▸ Brief
Only one stretch of the records below is wanted: the lines from the one holding "target: concrete patio" through the one holding "target: chair armrest". Return it exactly, both ends included.

Dataset entries
--------------------------------

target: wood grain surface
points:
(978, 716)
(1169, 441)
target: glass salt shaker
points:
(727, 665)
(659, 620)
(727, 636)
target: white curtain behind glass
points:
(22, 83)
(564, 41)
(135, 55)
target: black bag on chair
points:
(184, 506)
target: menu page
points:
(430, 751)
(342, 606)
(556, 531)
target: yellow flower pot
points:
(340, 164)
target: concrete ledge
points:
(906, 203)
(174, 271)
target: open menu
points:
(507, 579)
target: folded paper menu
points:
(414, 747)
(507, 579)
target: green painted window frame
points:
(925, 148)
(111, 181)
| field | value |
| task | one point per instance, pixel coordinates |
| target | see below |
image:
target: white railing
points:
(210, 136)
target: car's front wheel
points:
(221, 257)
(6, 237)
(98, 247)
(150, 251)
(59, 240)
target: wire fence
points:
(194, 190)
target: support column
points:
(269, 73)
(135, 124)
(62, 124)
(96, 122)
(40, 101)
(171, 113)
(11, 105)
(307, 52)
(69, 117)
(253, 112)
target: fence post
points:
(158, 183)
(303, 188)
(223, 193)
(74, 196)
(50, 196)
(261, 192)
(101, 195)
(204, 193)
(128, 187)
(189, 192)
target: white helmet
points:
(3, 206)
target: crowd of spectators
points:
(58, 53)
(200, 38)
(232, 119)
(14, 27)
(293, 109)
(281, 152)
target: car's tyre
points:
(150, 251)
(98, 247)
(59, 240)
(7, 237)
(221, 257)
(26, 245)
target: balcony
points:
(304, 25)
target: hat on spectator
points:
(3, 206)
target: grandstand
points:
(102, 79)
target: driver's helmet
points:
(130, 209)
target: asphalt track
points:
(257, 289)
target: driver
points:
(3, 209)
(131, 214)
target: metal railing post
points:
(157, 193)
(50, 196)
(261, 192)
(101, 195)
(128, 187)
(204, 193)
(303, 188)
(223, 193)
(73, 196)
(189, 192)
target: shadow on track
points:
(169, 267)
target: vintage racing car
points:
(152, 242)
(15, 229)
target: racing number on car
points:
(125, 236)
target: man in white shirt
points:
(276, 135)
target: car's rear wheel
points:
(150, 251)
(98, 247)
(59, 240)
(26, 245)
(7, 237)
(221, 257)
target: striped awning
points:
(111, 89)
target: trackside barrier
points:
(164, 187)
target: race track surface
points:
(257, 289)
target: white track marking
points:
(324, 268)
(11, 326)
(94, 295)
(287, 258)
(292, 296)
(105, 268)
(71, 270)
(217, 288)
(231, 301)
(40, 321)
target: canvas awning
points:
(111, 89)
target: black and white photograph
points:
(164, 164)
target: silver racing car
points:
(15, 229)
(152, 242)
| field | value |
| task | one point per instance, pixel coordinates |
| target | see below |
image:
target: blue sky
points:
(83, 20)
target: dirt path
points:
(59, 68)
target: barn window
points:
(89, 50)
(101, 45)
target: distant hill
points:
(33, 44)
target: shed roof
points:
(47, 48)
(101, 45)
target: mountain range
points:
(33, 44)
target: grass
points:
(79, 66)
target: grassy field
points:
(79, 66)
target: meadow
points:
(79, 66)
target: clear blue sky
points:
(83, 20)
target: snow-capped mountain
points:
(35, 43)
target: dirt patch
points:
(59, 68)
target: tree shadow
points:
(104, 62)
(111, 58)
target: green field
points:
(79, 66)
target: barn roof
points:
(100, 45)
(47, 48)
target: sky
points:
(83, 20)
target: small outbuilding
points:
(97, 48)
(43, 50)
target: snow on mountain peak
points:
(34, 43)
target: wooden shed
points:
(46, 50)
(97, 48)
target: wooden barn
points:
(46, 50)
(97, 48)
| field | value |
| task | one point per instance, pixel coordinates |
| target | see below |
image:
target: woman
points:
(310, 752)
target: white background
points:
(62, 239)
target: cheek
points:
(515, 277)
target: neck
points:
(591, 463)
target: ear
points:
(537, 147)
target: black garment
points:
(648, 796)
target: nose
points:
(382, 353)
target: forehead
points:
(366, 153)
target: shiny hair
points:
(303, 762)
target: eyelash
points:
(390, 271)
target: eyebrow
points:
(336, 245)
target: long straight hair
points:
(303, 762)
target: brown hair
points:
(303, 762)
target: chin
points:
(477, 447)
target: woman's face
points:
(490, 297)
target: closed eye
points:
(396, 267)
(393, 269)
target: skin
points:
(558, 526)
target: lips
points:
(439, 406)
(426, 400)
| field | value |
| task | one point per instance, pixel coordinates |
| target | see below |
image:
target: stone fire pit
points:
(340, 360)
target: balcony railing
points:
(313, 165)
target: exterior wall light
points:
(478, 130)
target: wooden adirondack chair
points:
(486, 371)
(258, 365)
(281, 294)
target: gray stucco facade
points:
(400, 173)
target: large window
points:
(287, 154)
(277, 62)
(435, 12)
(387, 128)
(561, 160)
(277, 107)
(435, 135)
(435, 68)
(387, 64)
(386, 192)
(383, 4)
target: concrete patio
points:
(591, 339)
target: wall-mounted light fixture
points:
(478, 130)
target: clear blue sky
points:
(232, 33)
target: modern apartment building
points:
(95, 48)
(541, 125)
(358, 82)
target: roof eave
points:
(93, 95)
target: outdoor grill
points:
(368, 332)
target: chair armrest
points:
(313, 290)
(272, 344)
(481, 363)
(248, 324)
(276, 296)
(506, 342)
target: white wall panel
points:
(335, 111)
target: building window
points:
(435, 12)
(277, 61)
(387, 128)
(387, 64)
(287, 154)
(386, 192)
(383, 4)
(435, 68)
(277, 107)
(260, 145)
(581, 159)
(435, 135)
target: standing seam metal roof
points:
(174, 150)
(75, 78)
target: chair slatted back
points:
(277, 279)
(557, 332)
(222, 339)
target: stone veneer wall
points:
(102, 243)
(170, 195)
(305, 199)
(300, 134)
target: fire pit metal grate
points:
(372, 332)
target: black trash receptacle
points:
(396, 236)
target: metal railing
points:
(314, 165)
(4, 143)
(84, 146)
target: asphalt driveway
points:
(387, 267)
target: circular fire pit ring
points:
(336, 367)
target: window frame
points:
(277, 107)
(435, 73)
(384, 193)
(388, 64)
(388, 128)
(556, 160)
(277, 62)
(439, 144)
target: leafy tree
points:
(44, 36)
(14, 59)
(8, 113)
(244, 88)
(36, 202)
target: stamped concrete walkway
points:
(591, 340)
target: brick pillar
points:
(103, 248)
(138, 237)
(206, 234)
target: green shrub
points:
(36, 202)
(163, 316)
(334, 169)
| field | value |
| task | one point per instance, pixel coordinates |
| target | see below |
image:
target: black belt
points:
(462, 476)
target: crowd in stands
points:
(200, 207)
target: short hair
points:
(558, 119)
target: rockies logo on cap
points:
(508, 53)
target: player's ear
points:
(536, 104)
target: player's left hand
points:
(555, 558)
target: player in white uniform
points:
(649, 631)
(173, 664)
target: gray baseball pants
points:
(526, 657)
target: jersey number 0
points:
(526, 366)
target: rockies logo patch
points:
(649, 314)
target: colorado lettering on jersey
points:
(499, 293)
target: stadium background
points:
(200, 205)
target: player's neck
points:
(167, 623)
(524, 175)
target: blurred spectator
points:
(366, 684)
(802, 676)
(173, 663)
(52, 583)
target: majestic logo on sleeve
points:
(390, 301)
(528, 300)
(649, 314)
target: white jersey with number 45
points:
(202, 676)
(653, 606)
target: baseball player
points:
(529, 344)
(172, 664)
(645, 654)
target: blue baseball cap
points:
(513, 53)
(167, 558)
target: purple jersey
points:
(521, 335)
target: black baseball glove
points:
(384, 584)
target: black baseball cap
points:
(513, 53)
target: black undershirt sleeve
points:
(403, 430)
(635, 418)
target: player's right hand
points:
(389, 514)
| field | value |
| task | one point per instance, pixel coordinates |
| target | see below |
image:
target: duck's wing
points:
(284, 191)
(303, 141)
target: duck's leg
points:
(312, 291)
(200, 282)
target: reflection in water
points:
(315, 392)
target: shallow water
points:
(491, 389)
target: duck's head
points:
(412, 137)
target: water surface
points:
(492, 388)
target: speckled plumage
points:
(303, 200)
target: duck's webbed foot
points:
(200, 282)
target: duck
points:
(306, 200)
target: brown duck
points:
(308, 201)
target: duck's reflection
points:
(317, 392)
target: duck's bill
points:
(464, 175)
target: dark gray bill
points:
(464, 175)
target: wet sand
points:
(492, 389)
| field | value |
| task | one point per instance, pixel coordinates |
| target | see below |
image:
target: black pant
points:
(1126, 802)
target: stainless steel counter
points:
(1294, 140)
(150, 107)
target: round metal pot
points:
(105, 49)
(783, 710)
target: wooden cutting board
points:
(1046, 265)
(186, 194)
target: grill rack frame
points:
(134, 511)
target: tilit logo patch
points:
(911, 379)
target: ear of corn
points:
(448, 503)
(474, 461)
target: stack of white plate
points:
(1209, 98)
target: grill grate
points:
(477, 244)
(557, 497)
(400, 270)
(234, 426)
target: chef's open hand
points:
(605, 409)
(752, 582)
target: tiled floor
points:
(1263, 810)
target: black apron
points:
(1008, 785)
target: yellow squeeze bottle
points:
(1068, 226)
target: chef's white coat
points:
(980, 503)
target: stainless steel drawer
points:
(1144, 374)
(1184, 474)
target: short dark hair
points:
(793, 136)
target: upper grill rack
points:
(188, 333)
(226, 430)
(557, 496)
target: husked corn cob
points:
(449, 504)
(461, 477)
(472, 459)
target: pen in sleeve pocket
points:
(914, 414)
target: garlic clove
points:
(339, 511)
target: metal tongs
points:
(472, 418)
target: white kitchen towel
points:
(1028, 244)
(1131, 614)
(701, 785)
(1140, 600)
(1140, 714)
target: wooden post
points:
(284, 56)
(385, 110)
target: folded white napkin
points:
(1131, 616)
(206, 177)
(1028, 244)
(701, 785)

--------------------------------

▸ Answer section
target: concrete patio
points:
(591, 339)
target: wall-mounted light fixture
points:
(478, 130)
target: clear blue sky
points:
(232, 33)
target: modern apartment building
points:
(95, 48)
(541, 125)
(358, 82)
target: roof eave
points:
(93, 95)
target: outdoor grill
points:
(368, 332)
target: chair armrest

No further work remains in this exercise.